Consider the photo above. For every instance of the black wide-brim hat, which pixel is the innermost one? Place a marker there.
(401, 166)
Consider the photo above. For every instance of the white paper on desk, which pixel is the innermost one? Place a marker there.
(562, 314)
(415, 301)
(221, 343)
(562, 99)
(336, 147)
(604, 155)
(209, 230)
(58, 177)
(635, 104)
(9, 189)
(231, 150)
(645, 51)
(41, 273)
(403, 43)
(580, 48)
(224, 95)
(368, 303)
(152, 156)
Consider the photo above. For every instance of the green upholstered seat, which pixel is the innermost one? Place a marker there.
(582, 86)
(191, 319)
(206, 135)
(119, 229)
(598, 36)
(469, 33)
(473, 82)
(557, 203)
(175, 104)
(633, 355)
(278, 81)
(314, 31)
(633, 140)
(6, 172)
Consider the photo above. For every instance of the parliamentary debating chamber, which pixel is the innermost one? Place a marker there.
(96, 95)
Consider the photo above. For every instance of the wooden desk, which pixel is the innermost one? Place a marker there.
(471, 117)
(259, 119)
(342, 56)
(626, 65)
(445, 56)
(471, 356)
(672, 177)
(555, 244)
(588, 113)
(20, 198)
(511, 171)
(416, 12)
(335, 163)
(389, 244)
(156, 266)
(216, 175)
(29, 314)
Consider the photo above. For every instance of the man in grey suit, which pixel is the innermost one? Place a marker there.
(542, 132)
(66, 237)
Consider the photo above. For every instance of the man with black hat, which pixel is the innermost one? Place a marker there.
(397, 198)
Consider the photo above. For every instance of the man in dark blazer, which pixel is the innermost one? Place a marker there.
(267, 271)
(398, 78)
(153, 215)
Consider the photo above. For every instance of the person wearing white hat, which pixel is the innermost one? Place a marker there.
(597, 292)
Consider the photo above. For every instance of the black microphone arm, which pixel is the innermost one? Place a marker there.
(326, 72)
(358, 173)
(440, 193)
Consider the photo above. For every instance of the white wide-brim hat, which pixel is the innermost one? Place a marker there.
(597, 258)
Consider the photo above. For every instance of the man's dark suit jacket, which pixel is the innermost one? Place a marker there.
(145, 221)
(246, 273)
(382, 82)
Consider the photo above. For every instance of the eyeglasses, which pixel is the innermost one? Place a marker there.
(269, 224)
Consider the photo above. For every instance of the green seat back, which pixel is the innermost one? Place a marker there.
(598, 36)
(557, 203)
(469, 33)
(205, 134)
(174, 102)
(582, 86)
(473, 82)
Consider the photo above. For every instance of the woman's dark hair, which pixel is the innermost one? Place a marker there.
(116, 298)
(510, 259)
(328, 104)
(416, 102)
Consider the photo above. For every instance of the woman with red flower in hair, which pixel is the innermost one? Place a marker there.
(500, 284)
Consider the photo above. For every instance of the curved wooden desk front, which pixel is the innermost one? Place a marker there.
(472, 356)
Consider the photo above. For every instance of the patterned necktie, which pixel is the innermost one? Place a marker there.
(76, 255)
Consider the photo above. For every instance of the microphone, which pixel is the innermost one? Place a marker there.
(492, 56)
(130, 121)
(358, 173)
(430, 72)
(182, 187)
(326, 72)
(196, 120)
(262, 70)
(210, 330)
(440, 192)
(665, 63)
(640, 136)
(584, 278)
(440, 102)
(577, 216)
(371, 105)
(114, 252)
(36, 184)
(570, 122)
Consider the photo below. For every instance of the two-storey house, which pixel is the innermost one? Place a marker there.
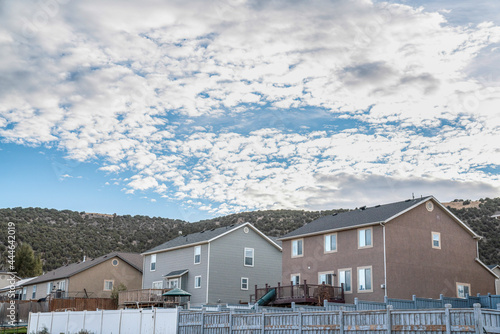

WRITTEN REQUEST
Copy out all of the lines above word for word, leaving out the pictures.

RESPONSE TO THIS EXERCISE
Consider the photo above. For every instance of the black wide-brim hat, which pixel is the innermost one? Place a marker there.
(401, 166)
Consider the photo above. For every instance of the white paper on desk, which pixel is the innermost one? Place a marker there.
(562, 314)
(415, 301)
(221, 343)
(562, 99)
(336, 147)
(604, 155)
(209, 230)
(58, 177)
(635, 104)
(9, 189)
(231, 150)
(645, 51)
(41, 273)
(403, 43)
(580, 48)
(224, 95)
(368, 303)
(152, 156)
Consider the photo above. For every instance of the green upholstered seat, which pixel is the innermost one? Place a marker there.
(582, 86)
(191, 319)
(206, 135)
(119, 229)
(598, 36)
(469, 33)
(473, 82)
(557, 203)
(175, 104)
(633, 355)
(278, 81)
(314, 31)
(633, 140)
(6, 172)
Consider the photo above. For every instance of the parliamentary debating chamber, which pixel is the innermost one? Place a marker there.
(96, 95)
Consider the photo above. For every instance of the wooden desk, which pixel is the innermost one? Place a marker there.
(471, 117)
(259, 119)
(342, 56)
(626, 65)
(445, 56)
(471, 356)
(672, 177)
(555, 244)
(588, 113)
(20, 198)
(511, 171)
(416, 12)
(335, 163)
(389, 244)
(156, 266)
(216, 175)
(29, 314)
Consider the photo above. For every instance of the man in grey suit, which pixel is the innermost one? Place a marker there.
(542, 132)
(66, 237)
Consider the photo above. For every instance of the man with black hat, which pixel is the innermost one? Place a marker there.
(397, 198)
Consider the photo above. For every instance of the man in dark blazer, which pixel is the innermost one? Place a marker there.
(267, 271)
(398, 78)
(153, 215)
Consider the photo above. For every instance of the person wearing white hat, which pixel is the innermost one? Place a marker there.
(597, 292)
Consider the photo above. For every instance of the black microphone arm, which pixel is the innermost one? Place a marker there.
(326, 72)
(358, 173)
(440, 193)
Consider the photo above. For every instance of the white wide-brim hat, which pixel is the innermost one? Place a marker there.
(597, 258)
Consider the photo above. For every instance of the man's dark suit jacket, which pixel is the innermost one? Place a marker there.
(145, 221)
(246, 273)
(382, 82)
Consider the photo above. For every instance of the eyeglasses, which pixel is the innermost one? Place a marker there.
(269, 224)
Consider the photo above. For every instance of the green seat back, which pixel is the innermost one? Place a marker there.
(598, 36)
(557, 203)
(469, 33)
(205, 134)
(174, 102)
(582, 86)
(473, 82)
Consider the photo above. For every instance of the woman's dark hair, which pixel is the innermost one? Place a marker there.
(116, 298)
(510, 259)
(328, 104)
(416, 102)
Consider the photo above. For every instance of the woman with red flower in hair, which pixel is the innermost one? Place a marker there.
(500, 284)
Consider the photo above. For every instance of the curved wooden desk front, which pixel is the innermost one? Place a marker there.
(472, 356)
Consider the photo above. For every instance of the patterned necktie, which pixel is the innermost one? Place a marker there.
(76, 255)
Consider the photo above. For every instance of the microphone, which pixel is the innermost one? Place a marker there.
(492, 56)
(130, 121)
(358, 173)
(430, 72)
(182, 187)
(326, 72)
(196, 120)
(262, 70)
(210, 330)
(440, 192)
(665, 63)
(640, 136)
(584, 278)
(440, 102)
(577, 216)
(371, 105)
(114, 252)
(36, 184)
(570, 122)
Consider the photo below. For every instance of the two-storey house, which pixel is the innermost one? Place a marker there.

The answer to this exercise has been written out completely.